* _WHAT IS EXPECTED_: The entries below should be given again exactly, minus their pictures.

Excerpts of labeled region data
________________________________________
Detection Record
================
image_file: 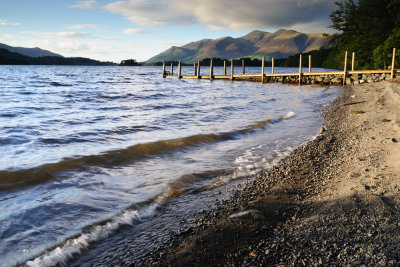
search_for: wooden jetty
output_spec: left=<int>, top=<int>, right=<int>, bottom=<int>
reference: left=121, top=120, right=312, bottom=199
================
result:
left=162, top=48, right=400, bottom=85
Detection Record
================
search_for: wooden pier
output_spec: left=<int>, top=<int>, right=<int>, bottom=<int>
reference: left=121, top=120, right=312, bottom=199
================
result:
left=162, top=48, right=400, bottom=85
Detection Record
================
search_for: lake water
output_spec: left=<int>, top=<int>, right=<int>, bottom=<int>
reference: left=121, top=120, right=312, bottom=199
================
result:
left=0, top=66, right=340, bottom=266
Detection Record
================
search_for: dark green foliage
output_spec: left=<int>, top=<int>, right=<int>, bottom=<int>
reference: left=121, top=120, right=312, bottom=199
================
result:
left=118, top=59, right=142, bottom=66
left=327, top=0, right=400, bottom=69
left=0, top=49, right=115, bottom=66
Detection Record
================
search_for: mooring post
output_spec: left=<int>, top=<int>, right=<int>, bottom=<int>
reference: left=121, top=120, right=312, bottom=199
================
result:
left=197, top=60, right=200, bottom=79
left=272, top=58, right=275, bottom=73
left=224, top=60, right=226, bottom=75
left=261, top=57, right=265, bottom=84
left=210, top=59, right=214, bottom=80
left=299, top=54, right=303, bottom=85
left=231, top=59, right=234, bottom=81
left=343, top=51, right=347, bottom=85
left=390, top=48, right=396, bottom=79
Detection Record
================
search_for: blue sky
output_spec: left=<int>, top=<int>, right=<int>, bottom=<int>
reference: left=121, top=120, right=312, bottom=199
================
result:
left=0, top=0, right=335, bottom=62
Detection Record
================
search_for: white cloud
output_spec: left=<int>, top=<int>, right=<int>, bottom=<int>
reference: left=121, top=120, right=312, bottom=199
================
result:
left=65, top=24, right=98, bottom=30
left=103, top=0, right=335, bottom=29
left=71, top=0, right=100, bottom=9
left=0, top=19, right=21, bottom=26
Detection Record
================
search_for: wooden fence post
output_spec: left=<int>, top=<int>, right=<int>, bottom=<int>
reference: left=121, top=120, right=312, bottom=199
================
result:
left=210, top=59, right=214, bottom=80
left=343, top=51, right=347, bottom=85
left=299, top=54, right=303, bottom=85
left=197, top=60, right=200, bottom=79
left=272, top=58, right=275, bottom=73
left=261, top=57, right=265, bottom=84
left=231, top=59, right=234, bottom=81
left=224, top=60, right=226, bottom=75
left=390, top=48, right=396, bottom=79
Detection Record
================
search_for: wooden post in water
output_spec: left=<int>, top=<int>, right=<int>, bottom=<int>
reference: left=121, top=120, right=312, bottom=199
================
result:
left=390, top=48, right=396, bottom=79
left=224, top=60, right=226, bottom=75
left=272, top=58, right=275, bottom=73
left=210, top=59, right=214, bottom=80
left=197, top=60, right=200, bottom=79
left=261, top=57, right=265, bottom=84
left=299, top=54, right=303, bottom=85
left=231, top=59, right=234, bottom=81
left=343, top=51, right=347, bottom=85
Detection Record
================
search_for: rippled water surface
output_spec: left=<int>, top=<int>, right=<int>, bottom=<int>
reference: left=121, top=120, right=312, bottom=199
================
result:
left=0, top=66, right=339, bottom=266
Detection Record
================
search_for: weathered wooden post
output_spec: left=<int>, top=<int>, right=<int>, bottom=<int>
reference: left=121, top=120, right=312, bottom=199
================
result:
left=299, top=54, right=303, bottom=85
left=231, top=59, right=234, bottom=81
left=272, top=58, right=275, bottom=73
left=261, top=57, right=265, bottom=84
left=178, top=61, right=182, bottom=79
left=390, top=48, right=396, bottom=79
left=224, top=60, right=226, bottom=75
left=343, top=51, right=347, bottom=85
left=197, top=60, right=200, bottom=79
left=210, top=59, right=214, bottom=80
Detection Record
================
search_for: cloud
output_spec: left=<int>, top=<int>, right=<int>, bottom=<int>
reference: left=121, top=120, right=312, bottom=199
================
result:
left=103, top=0, right=335, bottom=30
left=122, top=28, right=152, bottom=35
left=0, top=19, right=21, bottom=26
left=65, top=24, right=98, bottom=30
left=71, top=0, right=100, bottom=9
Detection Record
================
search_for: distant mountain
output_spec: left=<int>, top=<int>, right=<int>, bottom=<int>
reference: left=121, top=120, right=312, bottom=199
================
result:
left=147, top=30, right=328, bottom=63
left=0, top=43, right=63, bottom=57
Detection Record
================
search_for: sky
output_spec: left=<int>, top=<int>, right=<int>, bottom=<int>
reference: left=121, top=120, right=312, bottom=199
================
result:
left=0, top=0, right=336, bottom=63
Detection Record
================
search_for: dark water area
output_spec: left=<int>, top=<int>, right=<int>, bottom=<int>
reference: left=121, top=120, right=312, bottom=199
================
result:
left=0, top=66, right=340, bottom=266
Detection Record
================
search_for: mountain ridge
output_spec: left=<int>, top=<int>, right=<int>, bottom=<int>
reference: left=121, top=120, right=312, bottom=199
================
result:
left=146, top=29, right=328, bottom=63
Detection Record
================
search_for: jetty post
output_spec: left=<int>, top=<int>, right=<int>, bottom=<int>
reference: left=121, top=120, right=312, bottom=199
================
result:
left=299, top=53, right=303, bottom=85
left=343, top=51, right=348, bottom=85
left=231, top=59, right=234, bottom=81
left=261, top=57, right=265, bottom=84
left=271, top=58, right=275, bottom=73
left=210, top=59, right=214, bottom=81
left=390, top=48, right=396, bottom=79
left=197, top=60, right=200, bottom=79
left=224, top=60, right=226, bottom=75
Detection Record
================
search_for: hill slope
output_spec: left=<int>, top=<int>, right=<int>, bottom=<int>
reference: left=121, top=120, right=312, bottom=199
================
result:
left=147, top=30, right=327, bottom=63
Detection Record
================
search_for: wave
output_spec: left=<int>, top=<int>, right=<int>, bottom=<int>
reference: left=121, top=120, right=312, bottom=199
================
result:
left=0, top=112, right=295, bottom=191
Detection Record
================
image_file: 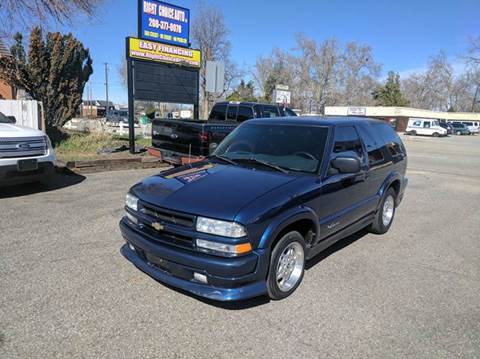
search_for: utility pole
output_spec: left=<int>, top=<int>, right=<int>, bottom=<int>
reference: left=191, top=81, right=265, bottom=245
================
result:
left=104, top=62, right=110, bottom=117
left=472, top=85, right=480, bottom=112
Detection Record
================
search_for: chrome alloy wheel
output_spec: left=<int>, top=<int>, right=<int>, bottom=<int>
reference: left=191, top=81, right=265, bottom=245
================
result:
left=382, top=196, right=395, bottom=227
left=276, top=242, right=305, bottom=292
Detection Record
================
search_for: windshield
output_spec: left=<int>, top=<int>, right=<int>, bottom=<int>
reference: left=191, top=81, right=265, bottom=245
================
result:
left=214, top=123, right=328, bottom=173
left=0, top=112, right=12, bottom=123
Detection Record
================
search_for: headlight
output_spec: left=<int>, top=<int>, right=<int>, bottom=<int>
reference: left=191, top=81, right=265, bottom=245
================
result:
left=197, top=217, right=247, bottom=238
left=196, top=239, right=252, bottom=257
left=43, top=136, right=52, bottom=148
left=125, top=193, right=138, bottom=211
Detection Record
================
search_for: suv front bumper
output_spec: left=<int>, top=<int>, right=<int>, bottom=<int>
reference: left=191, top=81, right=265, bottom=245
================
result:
________________________________________
* _OUTPUT OF THE TASK_:
Detection Record
================
image_file: 
search_for: wooden jetty
output_spec: left=<int>, top=<int>, right=<int>, bottom=<int>
reference: left=121, top=120, right=312, bottom=199
================
result:
left=162, top=48, right=400, bottom=85
Detection Record
================
search_for: wooden pier
output_spec: left=<int>, top=<int>, right=<int>, bottom=<int>
reference: left=121, top=120, right=312, bottom=199
================
result:
left=162, top=48, right=400, bottom=85
Detection Record
================
search_for: lake water
output_spec: left=<int>, top=<int>, right=<int>, bottom=<int>
reference: left=121, top=120, right=312, bottom=199
================
result:
left=0, top=66, right=340, bottom=266
Detection Record
================
search_for: dark green foliage
output_spec: left=<int>, top=<int>, right=<int>, bottom=<int>
reference: left=121, top=120, right=312, bottom=199
================
result:
left=118, top=59, right=142, bottom=66
left=327, top=0, right=400, bottom=69
left=0, top=49, right=115, bottom=66
Detection Record
================
search_for: mooring post
output_spec: left=<int>, top=<int>, right=<int>, bottom=<int>
reference: left=121, top=120, right=312, bottom=199
================
result:
left=197, top=60, right=200, bottom=79
left=272, top=58, right=275, bottom=73
left=224, top=60, right=226, bottom=75
left=261, top=57, right=265, bottom=84
left=210, top=59, right=214, bottom=80
left=299, top=54, right=303, bottom=85
left=231, top=59, right=234, bottom=81
left=343, top=51, right=347, bottom=85
left=390, top=48, right=396, bottom=79
Detection Record
================
search_for: blue sky
output_spec: left=<int>, top=<int>, right=<int>, bottom=<int>
reference: left=121, top=120, right=312, bottom=199
================
result:
left=0, top=0, right=335, bottom=62
Detection Record
================
search_for: white cloud
output_spec: left=<int>, top=<int>, right=<int>, bottom=<int>
reference: left=121, top=120, right=312, bottom=199
================
result:
left=65, top=24, right=98, bottom=30
left=103, top=0, right=335, bottom=29
left=71, top=0, right=100, bottom=9
left=0, top=19, right=21, bottom=26
Detection Record
================
search_for: wooden fence post
output_spec: left=<int>, top=<int>, right=<int>, bottom=<int>
reference: left=121, top=120, right=312, bottom=199
================
result:
left=210, top=59, right=214, bottom=80
left=343, top=51, right=347, bottom=85
left=299, top=54, right=303, bottom=85
left=197, top=60, right=200, bottom=79
left=272, top=58, right=275, bottom=73
left=261, top=57, right=265, bottom=84
left=231, top=59, right=234, bottom=81
left=224, top=60, right=226, bottom=75
left=390, top=48, right=396, bottom=79
Detection Record
================
search_for: wooden post in water
output_spec: left=<int>, top=<int>, right=<int>, bottom=<int>
reference: left=121, top=120, right=312, bottom=199
================
result:
left=390, top=48, right=396, bottom=79
left=224, top=60, right=226, bottom=75
left=272, top=58, right=275, bottom=73
left=210, top=59, right=214, bottom=80
left=197, top=60, right=200, bottom=79
left=261, top=57, right=265, bottom=84
left=299, top=54, right=303, bottom=85
left=231, top=59, right=234, bottom=81
left=343, top=51, right=347, bottom=85
Detection Record
================
search_for: rippled water surface
output_spec: left=<int>, top=<int>, right=<int>, bottom=<int>
reference: left=121, top=120, right=312, bottom=199
================
result:
left=0, top=66, right=339, bottom=266
Detection Record
================
search_for: weathered wooden post
output_spec: left=<int>, top=<int>, right=<int>, bottom=<int>
reference: left=121, top=120, right=312, bottom=199
================
result:
left=299, top=54, right=303, bottom=85
left=231, top=59, right=234, bottom=81
left=272, top=58, right=275, bottom=73
left=261, top=57, right=265, bottom=84
left=178, top=61, right=182, bottom=79
left=390, top=48, right=396, bottom=79
left=224, top=60, right=226, bottom=75
left=343, top=51, right=347, bottom=85
left=197, top=60, right=200, bottom=79
left=210, top=59, right=214, bottom=80
Detection Record
================
search_for: cloud
output_spec: left=<int>, top=<int>, right=<int>, bottom=<int>
reference: left=121, top=120, right=312, bottom=199
================
result:
left=103, top=0, right=335, bottom=30
left=122, top=28, right=152, bottom=35
left=0, top=19, right=21, bottom=26
left=65, top=24, right=98, bottom=30
left=71, top=0, right=100, bottom=9
Detection Record
================
search_for: distant mountain
output_spec: left=<int>, top=<int>, right=<int>, bottom=<int>
reference: left=121, top=120, right=312, bottom=199
================
result:
left=147, top=30, right=328, bottom=63
left=0, top=43, right=63, bottom=57
Detection Record
================
search_for: sky
output_spec: left=<int>, top=<int>, right=<int>, bottom=<int>
reference: left=121, top=120, right=312, bottom=199
================
result:
left=0, top=0, right=336, bottom=63
Detection Record
================
search_for: dark water area
output_spec: left=<int>, top=<int>, right=<int>, bottom=<int>
reference: left=121, top=120, right=312, bottom=199
================
result:
left=0, top=66, right=340, bottom=266
Detection Record
================
search_for: mountain ridge
output_spec: left=<int>, top=<int>, right=<int>, bottom=<int>
reference: left=121, top=120, right=312, bottom=199
================
result:
left=146, top=29, right=328, bottom=63
Detection Record
================
search_for: jetty post
output_spec: left=<int>, top=<int>, right=<int>, bottom=<int>
reference: left=121, top=120, right=312, bottom=199
================
result:
left=299, top=53, right=303, bottom=85
left=343, top=51, right=348, bottom=85
left=231, top=59, right=234, bottom=81
left=261, top=57, right=265, bottom=84
left=271, top=58, right=275, bottom=73
left=210, top=59, right=214, bottom=81
left=390, top=48, right=396, bottom=79
left=197, top=60, right=200, bottom=79
left=224, top=60, right=226, bottom=75
Detection Record
================
search_for: hill slope
output_spec: left=<int>, top=<int>, right=<int>, bottom=<int>
reference: left=121, top=120, right=312, bottom=199
================
result:
left=147, top=30, right=327, bottom=63
Detection Record
================
search_for: wave
output_spec: left=<int>, top=<int>, right=<int>, bottom=<int>
reference: left=121, top=120, right=312, bottom=199
================
result:
left=0, top=112, right=295, bottom=191
Detection Record
================
image_file: 
search_for: utility pole
output_spec: left=<int>, top=<int>, right=<int>, bottom=<int>
reference: left=191, top=81, right=265, bottom=245
================
result:
left=104, top=62, right=110, bottom=117
left=472, top=85, right=480, bottom=112
Detection Record
================
search_for: chrome alloy wheel
output_spec: left=<int>, top=<int>, right=<int>, bottom=<int>
reference: left=191, top=81, right=265, bottom=245
================
result:
left=382, top=196, right=395, bottom=227
left=276, top=242, right=305, bottom=292
Detection Record
================
search_for: windshield
output_spec: left=<int>, top=<int>, right=<int>, bottom=<int>
reference: left=191, top=81, right=265, bottom=245
================
result:
left=214, top=123, right=328, bottom=173
left=0, top=112, right=12, bottom=123
Detection Record
================
search_for: headlight
output_spec: left=<int>, top=<int>, right=<int>, bottom=<int>
reference: left=191, top=81, right=265, bottom=245
================
result:
left=197, top=217, right=247, bottom=238
left=196, top=239, right=252, bottom=257
left=43, top=136, right=52, bottom=148
left=125, top=193, right=138, bottom=211
Detection Record
================
search_for: suv front bumper
output_spec: left=<int>, top=<int>, right=<int>, bottom=<int>
reference: left=191, top=81, right=265, bottom=245
================
result:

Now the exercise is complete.